■ **REQUIRED ACTION**:
The entries follow. Copy every line in which "green" appears.

■ **SUPPLIED RECORDS**:

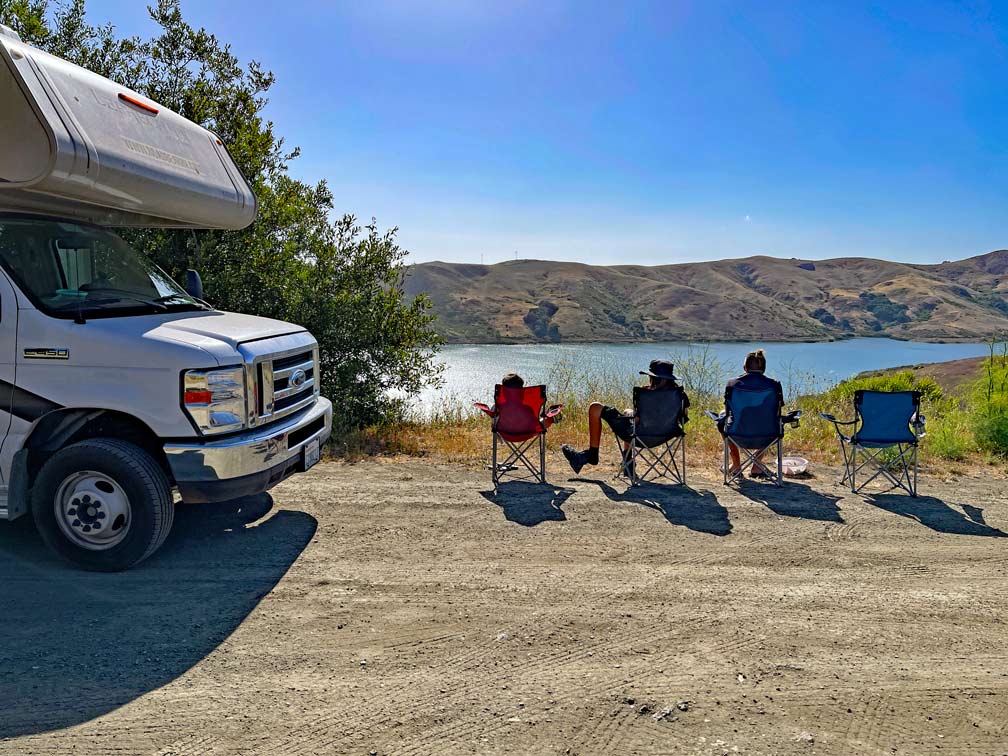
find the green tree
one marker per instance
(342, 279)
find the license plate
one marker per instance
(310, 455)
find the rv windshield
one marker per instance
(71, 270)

...

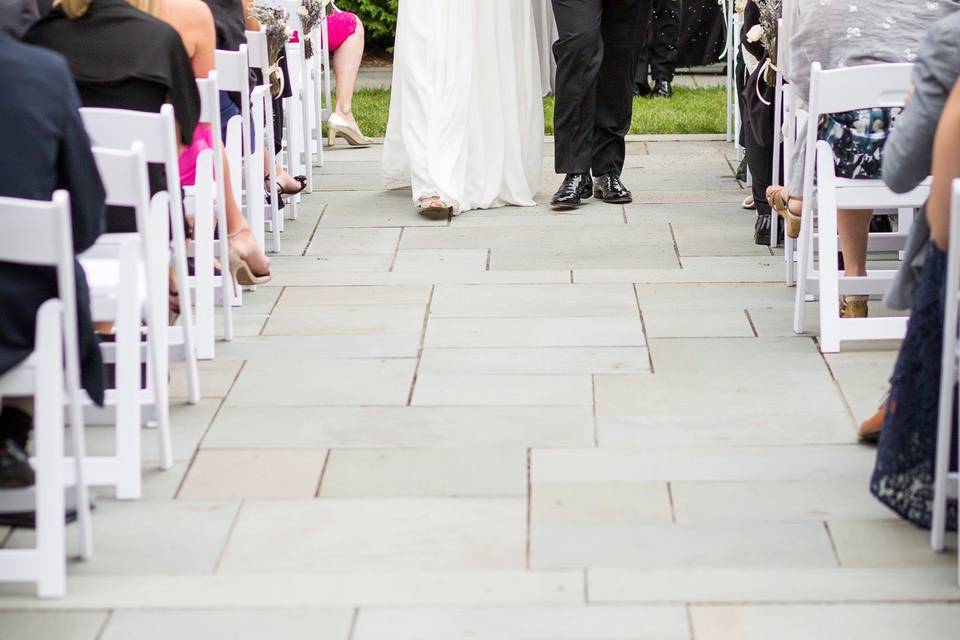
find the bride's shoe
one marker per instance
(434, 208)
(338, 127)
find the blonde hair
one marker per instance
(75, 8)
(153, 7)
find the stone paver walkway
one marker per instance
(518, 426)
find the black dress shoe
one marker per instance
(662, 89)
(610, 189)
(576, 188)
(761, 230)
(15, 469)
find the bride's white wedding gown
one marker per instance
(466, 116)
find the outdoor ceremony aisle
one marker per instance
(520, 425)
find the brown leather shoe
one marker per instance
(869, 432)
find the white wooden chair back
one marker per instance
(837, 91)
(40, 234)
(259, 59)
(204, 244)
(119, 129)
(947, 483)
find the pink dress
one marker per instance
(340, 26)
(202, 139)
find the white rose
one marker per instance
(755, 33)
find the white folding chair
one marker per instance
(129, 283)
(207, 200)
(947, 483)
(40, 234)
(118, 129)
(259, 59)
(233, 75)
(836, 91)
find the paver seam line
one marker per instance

...

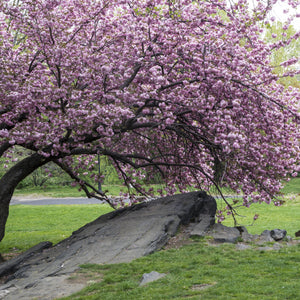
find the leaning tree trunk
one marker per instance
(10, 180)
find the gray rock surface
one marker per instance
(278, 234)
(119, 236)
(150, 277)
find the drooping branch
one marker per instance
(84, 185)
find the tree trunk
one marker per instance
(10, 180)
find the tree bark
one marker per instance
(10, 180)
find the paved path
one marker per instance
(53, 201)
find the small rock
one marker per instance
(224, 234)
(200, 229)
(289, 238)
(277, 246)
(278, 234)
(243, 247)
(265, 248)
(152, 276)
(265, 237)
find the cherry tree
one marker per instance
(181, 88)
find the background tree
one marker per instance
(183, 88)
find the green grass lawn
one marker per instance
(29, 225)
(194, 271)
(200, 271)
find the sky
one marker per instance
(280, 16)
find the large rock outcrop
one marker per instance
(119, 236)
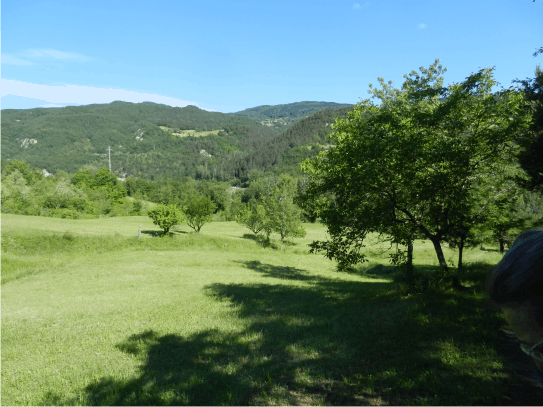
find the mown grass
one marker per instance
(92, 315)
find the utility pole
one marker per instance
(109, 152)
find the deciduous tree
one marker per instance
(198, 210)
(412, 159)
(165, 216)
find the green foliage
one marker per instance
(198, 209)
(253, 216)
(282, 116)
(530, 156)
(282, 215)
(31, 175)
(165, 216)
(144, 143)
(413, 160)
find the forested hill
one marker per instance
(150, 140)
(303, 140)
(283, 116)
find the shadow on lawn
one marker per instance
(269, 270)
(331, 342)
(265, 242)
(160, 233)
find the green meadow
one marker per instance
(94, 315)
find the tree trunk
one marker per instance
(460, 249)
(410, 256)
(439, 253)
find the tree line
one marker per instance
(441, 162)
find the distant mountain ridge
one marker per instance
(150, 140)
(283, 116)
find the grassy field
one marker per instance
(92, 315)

■ **RESPONSE BELOW**:
find the green tree
find the green grass lawn
find the green foliage
find the green meadow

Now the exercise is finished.